Given exercise A:
Answer these questions from the forum thread on guard tracks:
(i) What must the guard track not carry?
(ii) Where should the guard track run?
(iii) Besides reducing EMI, what is the guard track commonly used to limit on multi-layer power planes?

Quoted text:
Pure [lastic enclosure seems odd. Sure its not coated on the inside?

Reply to
jc

Yes, it is supposed to be an EMI "guard track", not all that uncommon. You have to ensure that the guard track does not carry any return current though. It is also commonly used to limit field fringing on multi-layer power planes, with the guard track going around the edge of the plane.

On a double sided board in a plastic case, the EMI effectiveness of an outer guard track is somewhat limited, but it certainly can't hurt. BTW, it should go as close around the circuit as possible, not around the outside of the board. If you are looking at reducing EMI on a double sided board, this is the last resort, there are many other things you can do layout and circuit wise that will have a much greater impact.

Not unless it's left floating.

Dave :)

Reply to
David L. Jones

Thank's for the explanation and your help.

Ricky.

Reply to
H. M.

see below

or it has current flowing in it.

Given exercise B: Filter the records and copy out every line that contains the string "with". Case counts.

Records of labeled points
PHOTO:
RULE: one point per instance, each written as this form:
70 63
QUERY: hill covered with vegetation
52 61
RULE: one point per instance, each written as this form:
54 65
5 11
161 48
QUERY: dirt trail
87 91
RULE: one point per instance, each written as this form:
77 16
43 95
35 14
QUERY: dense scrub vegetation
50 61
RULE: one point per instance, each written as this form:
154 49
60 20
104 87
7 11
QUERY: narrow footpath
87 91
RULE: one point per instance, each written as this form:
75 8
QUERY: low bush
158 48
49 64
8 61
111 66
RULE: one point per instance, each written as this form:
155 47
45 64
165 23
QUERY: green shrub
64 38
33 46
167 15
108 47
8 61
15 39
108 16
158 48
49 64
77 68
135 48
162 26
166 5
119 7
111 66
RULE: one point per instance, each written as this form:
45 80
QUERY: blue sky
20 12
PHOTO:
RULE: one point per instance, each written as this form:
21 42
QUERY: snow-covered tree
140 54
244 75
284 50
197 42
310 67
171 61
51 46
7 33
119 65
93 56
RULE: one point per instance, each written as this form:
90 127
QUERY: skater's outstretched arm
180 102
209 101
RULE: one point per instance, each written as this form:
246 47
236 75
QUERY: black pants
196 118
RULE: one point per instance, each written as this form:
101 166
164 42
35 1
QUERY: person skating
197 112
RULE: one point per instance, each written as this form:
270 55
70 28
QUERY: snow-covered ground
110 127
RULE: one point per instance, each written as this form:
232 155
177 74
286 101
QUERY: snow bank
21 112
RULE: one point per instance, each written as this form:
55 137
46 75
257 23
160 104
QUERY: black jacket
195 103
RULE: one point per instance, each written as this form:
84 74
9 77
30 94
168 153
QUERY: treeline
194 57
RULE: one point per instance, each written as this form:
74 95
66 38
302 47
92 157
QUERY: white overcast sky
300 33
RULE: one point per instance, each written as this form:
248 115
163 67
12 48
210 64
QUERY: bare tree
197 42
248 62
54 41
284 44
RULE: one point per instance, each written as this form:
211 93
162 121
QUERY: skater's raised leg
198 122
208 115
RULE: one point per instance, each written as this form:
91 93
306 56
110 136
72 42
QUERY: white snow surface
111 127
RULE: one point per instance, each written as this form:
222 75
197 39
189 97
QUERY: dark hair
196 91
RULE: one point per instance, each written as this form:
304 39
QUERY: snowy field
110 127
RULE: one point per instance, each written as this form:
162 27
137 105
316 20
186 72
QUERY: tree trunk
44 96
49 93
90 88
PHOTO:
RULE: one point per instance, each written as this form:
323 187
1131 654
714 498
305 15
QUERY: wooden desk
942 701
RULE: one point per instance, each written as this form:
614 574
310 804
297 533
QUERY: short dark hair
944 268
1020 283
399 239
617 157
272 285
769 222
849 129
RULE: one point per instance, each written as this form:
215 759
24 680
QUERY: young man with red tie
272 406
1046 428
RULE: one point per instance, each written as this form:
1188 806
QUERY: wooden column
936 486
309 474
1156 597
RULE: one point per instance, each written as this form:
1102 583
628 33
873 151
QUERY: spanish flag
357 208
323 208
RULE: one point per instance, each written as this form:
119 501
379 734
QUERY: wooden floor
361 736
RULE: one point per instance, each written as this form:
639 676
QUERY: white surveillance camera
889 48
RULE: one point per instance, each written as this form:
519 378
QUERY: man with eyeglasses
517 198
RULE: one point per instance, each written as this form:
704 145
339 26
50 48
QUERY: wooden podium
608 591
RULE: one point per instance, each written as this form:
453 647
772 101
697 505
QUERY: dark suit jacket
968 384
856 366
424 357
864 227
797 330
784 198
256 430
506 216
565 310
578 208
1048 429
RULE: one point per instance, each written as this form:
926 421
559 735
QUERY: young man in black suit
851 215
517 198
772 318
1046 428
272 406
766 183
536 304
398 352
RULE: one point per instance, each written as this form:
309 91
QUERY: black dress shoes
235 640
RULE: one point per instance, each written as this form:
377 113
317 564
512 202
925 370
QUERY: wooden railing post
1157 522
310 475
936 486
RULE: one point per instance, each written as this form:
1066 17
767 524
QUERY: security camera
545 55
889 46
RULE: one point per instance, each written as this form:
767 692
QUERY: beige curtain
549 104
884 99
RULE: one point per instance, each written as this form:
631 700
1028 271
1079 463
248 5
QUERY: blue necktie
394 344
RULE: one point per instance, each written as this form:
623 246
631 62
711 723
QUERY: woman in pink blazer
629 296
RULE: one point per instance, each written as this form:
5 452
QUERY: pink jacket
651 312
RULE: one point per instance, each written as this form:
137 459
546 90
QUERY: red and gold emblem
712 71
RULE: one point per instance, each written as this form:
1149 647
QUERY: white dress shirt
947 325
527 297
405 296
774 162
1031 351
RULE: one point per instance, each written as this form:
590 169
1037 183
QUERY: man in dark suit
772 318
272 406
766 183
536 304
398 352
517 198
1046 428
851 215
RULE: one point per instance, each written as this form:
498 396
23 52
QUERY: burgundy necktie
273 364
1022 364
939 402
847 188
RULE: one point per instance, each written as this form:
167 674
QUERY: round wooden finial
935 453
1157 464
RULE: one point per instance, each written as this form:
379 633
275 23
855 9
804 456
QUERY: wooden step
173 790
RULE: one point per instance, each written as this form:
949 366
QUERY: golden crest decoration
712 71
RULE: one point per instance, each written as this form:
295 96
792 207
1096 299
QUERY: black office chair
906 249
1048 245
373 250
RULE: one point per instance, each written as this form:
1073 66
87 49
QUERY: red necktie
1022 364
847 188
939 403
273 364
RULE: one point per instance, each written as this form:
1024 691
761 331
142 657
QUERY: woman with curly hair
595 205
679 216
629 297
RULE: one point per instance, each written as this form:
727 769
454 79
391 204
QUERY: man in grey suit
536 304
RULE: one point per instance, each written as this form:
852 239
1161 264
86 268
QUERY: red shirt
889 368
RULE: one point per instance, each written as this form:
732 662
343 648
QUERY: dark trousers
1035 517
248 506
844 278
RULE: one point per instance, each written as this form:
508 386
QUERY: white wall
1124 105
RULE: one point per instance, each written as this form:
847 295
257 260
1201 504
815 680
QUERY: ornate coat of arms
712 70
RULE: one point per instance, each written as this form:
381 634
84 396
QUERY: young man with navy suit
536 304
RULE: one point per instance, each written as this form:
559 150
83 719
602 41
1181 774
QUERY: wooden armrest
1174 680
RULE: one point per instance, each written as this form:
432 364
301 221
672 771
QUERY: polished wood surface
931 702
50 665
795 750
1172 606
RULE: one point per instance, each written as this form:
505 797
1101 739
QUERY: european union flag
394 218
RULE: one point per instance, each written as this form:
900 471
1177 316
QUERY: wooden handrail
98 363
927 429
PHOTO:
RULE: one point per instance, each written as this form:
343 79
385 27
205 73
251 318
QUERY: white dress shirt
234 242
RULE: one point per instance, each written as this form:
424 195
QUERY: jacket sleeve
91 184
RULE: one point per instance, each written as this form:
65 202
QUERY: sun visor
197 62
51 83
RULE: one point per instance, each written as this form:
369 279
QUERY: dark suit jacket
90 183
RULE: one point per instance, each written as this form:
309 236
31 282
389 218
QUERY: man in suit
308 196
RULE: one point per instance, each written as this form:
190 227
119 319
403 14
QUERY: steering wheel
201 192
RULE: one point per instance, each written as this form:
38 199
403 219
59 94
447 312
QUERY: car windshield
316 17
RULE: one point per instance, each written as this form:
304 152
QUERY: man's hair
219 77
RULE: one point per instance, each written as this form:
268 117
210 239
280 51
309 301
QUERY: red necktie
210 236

Final answer A:
(i) Return current.
(ii) As close around the circuit as possible, not around the outside of the board.
(iii) Field fringing.

Final answer B:
QUERY: hill covered with vegetation
QUERY: young man with red tie
QUERY: man with eyeglasses
QUERY: woman with curly hair
QUERY: young man with navy suit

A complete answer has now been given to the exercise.